[Image-grounded pointing data]
= = = =

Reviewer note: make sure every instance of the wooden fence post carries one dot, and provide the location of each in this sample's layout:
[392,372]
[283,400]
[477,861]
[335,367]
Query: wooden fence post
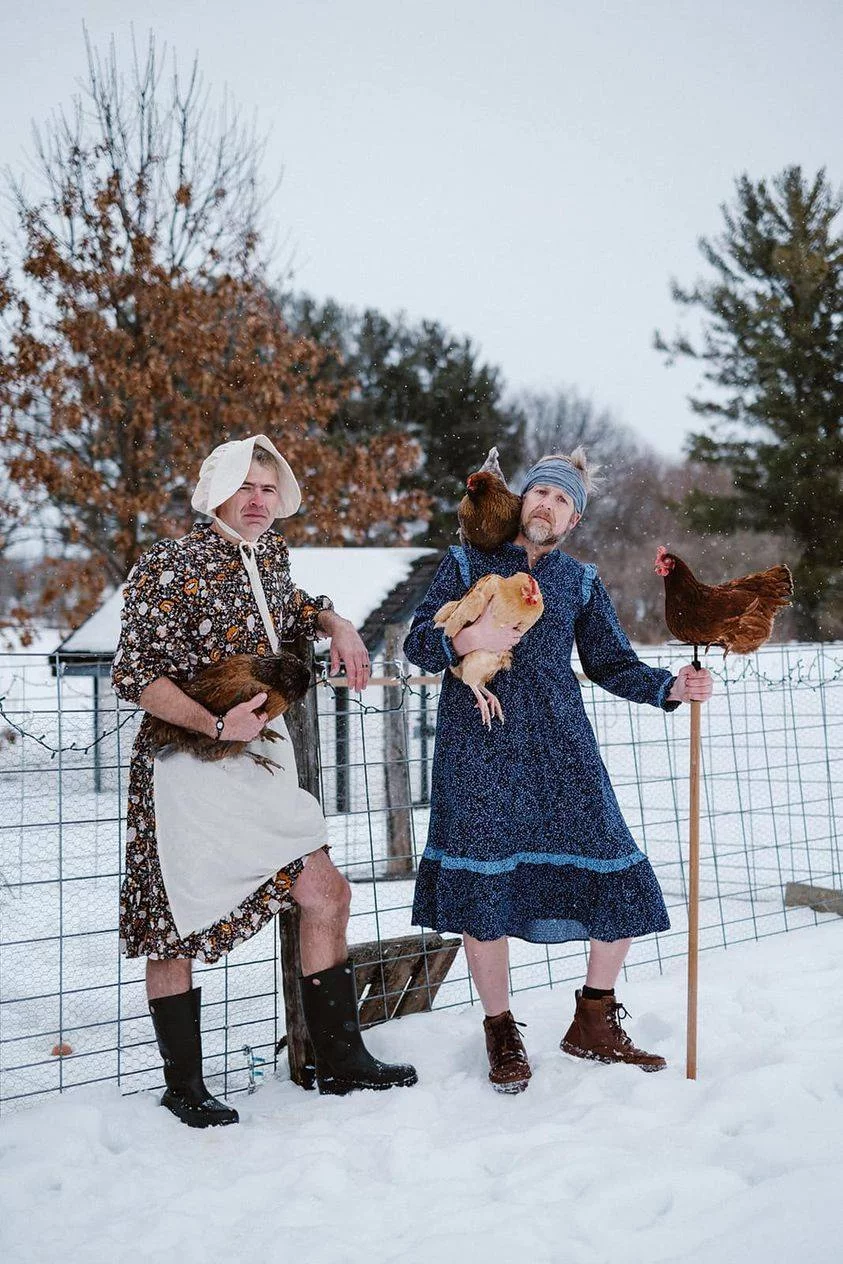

= = = =

Exercise details
Leave out the pictures, and give all the records again exactly.

Expected output
Reviewer note: make sure every instance of the wooden fence post carries one dot, and provide the location of each in this sample's layout:
[392,372]
[283,400]
[477,861]
[335,367]
Query: wooden fence post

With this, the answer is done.